- _SET EXERCISE_:
Can you turn the lines into a JSON list of strings, one string per line with blank lines left out, starting at the line that contains "Q: Give the pixel coordinates of a point on the white" and stopping after the last line? Leave the pictures out of the list.

- _LISTED ENTRIES_:
_ _ _

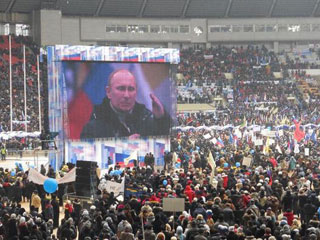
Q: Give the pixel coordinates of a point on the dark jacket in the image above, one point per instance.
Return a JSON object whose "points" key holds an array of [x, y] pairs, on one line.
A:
{"points": [[105, 123]]}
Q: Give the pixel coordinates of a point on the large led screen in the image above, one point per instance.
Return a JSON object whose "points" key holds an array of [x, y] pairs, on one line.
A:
{"points": [[106, 100]]}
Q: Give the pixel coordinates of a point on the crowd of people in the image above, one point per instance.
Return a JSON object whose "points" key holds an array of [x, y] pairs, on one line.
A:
{"points": [[206, 73], [18, 109], [233, 187], [276, 196]]}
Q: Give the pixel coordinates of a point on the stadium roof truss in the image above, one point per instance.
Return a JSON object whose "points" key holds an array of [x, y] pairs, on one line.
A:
{"points": [[170, 8]]}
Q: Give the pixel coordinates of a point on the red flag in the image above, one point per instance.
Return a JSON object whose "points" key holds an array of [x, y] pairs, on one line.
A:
{"points": [[298, 133]]}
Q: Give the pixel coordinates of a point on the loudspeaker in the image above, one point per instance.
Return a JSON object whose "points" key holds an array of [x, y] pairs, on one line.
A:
{"points": [[86, 178]]}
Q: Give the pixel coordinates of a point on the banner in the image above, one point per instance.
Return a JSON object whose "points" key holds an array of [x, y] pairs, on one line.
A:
{"points": [[38, 178], [68, 177], [116, 188]]}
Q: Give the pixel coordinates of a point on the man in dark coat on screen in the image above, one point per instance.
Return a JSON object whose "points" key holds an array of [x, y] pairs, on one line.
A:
{"points": [[120, 115]]}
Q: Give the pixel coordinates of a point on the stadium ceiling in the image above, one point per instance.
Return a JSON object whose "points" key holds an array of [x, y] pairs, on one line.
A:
{"points": [[170, 8]]}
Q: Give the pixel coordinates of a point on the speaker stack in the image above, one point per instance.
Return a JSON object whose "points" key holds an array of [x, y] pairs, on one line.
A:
{"points": [[86, 178]]}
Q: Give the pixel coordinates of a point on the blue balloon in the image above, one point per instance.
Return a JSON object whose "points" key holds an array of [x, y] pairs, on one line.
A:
{"points": [[50, 185], [165, 182]]}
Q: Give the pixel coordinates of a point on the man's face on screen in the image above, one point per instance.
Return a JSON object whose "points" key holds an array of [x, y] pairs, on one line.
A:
{"points": [[122, 91]]}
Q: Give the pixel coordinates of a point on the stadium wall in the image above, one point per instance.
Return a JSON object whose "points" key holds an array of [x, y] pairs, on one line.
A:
{"points": [[51, 27]]}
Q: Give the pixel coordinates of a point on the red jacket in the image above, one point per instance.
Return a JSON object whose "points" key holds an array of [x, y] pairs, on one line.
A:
{"points": [[289, 216], [190, 193]]}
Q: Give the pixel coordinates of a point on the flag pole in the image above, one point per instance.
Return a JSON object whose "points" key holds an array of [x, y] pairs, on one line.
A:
{"points": [[10, 80], [25, 88]]}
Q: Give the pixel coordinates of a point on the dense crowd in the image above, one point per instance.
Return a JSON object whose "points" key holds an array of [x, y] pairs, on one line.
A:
{"points": [[18, 112], [276, 196], [204, 74]]}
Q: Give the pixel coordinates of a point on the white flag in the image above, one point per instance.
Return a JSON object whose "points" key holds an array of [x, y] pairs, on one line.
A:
{"points": [[68, 177], [296, 148], [278, 149], [36, 177]]}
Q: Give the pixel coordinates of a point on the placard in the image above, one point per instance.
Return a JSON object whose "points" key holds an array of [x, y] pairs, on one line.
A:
{"points": [[247, 161], [258, 142], [173, 204], [306, 151]]}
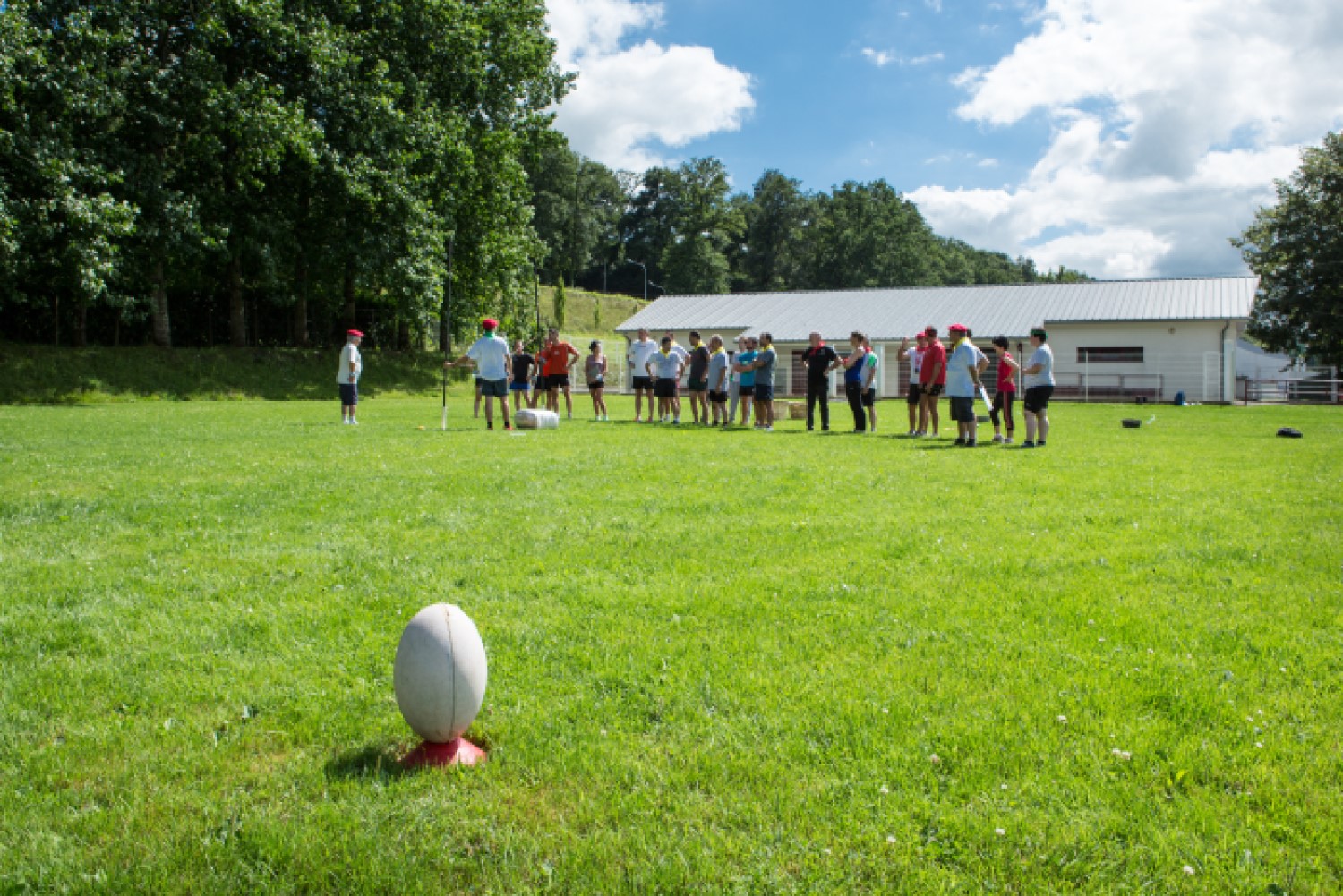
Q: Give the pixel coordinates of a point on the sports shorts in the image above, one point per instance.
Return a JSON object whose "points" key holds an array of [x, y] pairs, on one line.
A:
{"points": [[962, 410], [1037, 397]]}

_ _ _

- _REPLY_:
[
  "Q: Give the pixel coordinates of a point on the white flag in the image above, one point per instance.",
  "Return a JSON object whose \"points\" key holds an array of [x, y] pairs, on one line.",
  "A:",
  "{\"points\": [[68, 177], [296, 148], [278, 149], [36, 177]]}",
  "Q: Give the pixel coordinates of a point on the placard in the image above, one point per instance.",
  "Return a JSON object whose \"points\" key holds an array of [x, y] pairs, on one line.",
  "A:",
  "{\"points\": [[247, 161], [258, 142], [173, 204], [306, 151]]}",
  "Q: Give the pixel coordinates of a point on the sports shorts in the image above, one point per instance.",
  "Return a JSON object whose \"points\" key holds an array of [x, y] pairs, on one line.",
  "A:",
  "{\"points\": [[962, 410], [1037, 397]]}"
]